— BEGIN The input —

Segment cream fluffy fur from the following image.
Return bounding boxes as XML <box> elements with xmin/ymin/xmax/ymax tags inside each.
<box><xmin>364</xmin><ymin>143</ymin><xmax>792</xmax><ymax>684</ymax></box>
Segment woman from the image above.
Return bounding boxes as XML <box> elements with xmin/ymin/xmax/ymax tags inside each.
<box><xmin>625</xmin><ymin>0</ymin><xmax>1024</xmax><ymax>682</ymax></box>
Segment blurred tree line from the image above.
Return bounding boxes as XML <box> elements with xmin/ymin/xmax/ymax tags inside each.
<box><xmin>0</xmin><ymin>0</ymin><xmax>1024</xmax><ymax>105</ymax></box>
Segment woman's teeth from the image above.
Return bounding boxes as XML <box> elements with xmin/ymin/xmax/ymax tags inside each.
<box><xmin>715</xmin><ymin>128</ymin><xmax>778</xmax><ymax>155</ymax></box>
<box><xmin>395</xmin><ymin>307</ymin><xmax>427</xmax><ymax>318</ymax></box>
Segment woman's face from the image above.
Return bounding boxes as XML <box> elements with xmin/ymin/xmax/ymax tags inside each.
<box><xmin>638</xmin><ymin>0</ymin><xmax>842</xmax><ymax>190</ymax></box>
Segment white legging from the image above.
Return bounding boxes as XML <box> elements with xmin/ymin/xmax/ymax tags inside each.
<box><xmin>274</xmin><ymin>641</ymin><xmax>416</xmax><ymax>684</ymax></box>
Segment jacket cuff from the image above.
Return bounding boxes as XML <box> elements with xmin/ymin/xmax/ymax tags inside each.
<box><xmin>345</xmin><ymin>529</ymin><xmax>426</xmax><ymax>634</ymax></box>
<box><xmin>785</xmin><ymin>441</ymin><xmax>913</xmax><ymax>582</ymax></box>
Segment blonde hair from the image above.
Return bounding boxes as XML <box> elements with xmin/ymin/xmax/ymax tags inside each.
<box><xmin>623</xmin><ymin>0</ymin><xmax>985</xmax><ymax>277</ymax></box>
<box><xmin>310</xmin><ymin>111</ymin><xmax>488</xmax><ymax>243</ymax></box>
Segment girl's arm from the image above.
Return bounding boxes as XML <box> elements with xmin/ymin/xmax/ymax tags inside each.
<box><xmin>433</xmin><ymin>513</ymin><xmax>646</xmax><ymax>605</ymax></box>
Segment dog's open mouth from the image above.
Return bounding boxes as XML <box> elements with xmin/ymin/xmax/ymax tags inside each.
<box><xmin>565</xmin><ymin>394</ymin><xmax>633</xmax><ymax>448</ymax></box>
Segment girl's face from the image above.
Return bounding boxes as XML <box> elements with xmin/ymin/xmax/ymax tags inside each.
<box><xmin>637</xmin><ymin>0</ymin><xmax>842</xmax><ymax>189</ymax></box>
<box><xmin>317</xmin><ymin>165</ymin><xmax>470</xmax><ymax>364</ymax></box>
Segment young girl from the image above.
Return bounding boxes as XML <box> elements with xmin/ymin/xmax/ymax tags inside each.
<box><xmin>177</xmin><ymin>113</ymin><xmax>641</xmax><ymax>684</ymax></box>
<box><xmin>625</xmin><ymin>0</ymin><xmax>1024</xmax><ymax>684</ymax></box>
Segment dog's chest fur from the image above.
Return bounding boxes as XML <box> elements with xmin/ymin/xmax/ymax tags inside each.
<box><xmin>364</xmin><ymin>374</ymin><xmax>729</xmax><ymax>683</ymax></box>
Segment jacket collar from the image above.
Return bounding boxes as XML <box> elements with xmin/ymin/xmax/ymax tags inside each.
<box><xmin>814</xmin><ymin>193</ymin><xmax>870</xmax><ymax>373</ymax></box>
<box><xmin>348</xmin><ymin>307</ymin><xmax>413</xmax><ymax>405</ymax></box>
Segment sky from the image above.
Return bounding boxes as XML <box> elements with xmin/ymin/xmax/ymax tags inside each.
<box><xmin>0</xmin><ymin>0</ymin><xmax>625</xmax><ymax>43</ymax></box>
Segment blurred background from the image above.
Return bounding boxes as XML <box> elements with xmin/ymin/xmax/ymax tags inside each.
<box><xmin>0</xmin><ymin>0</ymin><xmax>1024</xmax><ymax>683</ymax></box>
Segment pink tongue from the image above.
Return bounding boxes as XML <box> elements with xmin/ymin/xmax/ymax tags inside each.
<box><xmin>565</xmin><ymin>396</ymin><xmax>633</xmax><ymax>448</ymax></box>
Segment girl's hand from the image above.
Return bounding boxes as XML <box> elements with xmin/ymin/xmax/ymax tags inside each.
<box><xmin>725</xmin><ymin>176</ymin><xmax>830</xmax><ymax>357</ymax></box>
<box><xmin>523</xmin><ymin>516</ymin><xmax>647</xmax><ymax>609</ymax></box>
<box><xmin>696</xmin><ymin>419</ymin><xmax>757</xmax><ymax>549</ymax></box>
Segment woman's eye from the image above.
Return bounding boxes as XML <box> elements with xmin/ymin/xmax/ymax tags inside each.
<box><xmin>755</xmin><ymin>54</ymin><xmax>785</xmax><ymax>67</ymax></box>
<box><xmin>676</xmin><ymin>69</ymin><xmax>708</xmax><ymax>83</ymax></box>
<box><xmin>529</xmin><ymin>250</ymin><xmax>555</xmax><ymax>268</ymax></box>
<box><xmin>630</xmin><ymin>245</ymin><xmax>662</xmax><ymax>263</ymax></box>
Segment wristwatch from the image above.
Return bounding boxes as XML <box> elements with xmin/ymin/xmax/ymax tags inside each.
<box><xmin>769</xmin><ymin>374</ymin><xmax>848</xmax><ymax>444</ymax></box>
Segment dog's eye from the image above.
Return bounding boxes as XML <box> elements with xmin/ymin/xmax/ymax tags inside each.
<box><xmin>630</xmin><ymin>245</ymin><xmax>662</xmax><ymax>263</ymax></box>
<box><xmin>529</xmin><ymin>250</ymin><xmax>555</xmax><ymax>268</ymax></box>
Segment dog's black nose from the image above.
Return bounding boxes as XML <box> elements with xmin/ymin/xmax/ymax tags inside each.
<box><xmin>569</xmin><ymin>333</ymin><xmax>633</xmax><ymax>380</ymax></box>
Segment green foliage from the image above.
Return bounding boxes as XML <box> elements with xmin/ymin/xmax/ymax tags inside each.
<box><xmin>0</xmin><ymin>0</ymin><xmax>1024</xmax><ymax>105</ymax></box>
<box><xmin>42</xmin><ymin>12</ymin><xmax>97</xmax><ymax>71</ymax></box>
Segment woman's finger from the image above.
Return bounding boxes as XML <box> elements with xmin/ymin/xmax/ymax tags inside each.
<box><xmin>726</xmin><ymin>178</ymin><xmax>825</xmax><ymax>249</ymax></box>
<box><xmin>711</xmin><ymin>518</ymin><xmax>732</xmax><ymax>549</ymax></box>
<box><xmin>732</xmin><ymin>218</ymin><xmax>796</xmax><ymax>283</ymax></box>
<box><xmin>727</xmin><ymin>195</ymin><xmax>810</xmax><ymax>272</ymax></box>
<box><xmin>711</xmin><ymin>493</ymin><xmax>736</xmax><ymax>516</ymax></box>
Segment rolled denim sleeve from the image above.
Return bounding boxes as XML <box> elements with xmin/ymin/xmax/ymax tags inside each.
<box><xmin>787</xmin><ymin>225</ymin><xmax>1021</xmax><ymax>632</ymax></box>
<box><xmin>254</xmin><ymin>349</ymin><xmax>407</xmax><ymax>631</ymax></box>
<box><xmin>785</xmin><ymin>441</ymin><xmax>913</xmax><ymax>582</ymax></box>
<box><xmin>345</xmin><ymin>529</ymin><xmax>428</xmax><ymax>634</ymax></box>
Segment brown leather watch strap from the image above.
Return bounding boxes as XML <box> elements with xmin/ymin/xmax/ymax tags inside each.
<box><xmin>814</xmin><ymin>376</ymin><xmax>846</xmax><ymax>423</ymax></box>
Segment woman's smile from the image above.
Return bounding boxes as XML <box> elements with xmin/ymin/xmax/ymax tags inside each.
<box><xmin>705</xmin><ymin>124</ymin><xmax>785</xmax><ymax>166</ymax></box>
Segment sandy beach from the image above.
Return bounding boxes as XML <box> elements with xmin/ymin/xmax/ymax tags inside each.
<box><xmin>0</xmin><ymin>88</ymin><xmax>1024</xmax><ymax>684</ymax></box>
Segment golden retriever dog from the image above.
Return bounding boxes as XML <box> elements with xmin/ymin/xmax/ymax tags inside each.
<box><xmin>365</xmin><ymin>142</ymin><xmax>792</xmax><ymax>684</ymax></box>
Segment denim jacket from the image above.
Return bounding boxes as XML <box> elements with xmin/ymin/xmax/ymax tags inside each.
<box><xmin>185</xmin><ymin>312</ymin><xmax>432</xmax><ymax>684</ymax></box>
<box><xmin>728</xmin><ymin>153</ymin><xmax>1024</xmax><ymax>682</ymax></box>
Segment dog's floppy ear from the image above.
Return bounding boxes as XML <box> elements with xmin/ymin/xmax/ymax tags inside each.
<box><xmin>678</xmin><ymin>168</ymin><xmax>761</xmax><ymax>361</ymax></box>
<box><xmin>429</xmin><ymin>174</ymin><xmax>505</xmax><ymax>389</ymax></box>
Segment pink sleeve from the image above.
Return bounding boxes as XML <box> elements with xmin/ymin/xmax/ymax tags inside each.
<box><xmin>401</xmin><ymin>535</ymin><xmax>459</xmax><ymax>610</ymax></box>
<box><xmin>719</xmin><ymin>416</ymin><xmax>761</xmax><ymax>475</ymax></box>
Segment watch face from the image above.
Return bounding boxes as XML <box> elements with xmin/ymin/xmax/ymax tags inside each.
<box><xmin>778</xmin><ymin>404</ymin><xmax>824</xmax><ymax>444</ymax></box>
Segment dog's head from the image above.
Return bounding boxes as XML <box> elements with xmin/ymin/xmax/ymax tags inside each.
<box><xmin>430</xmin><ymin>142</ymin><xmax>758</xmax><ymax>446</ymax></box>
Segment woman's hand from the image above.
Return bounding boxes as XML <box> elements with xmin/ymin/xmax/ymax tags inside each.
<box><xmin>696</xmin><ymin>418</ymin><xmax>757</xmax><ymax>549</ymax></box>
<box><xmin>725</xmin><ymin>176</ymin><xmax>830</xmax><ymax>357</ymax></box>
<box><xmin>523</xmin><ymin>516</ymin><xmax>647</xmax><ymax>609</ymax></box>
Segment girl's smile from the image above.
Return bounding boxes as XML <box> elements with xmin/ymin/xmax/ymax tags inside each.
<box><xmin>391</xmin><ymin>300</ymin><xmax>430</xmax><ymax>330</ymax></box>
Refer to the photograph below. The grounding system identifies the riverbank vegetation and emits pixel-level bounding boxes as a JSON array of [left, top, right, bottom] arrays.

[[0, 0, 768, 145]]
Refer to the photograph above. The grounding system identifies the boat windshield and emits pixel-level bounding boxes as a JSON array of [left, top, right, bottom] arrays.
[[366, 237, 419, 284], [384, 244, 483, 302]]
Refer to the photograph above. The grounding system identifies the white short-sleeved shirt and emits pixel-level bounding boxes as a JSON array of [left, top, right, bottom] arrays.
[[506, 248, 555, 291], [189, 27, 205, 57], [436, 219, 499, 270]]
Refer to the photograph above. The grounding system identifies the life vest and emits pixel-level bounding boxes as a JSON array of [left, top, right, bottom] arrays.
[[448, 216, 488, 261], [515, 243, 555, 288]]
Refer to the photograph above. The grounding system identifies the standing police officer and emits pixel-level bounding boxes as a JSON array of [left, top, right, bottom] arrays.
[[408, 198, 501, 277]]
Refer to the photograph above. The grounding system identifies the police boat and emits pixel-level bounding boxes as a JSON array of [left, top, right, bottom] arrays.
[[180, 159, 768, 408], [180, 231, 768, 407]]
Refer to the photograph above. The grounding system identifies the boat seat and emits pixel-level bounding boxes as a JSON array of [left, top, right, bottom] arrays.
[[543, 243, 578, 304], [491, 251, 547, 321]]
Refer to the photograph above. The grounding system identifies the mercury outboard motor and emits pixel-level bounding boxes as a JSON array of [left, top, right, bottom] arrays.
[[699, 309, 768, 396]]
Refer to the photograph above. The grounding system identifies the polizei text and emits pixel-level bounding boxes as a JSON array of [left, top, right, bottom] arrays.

— END The input —

**Aim of the task**
Please repeat the lines of the listing between the line holding "the boat seat" and the line holding "[[543, 243, 578, 304], [491, 251, 547, 321]]", inclusive, changing "boat seat" to "bench seat" and leaving everything else unchanged.

**Complete answer**
Refer to the photograph above. The grounding system identifies the bench seat and emits pixel-level bounding boxes as a JSON array of [left, top, right, bottom] arrays.
[[543, 243, 578, 304], [491, 251, 547, 321]]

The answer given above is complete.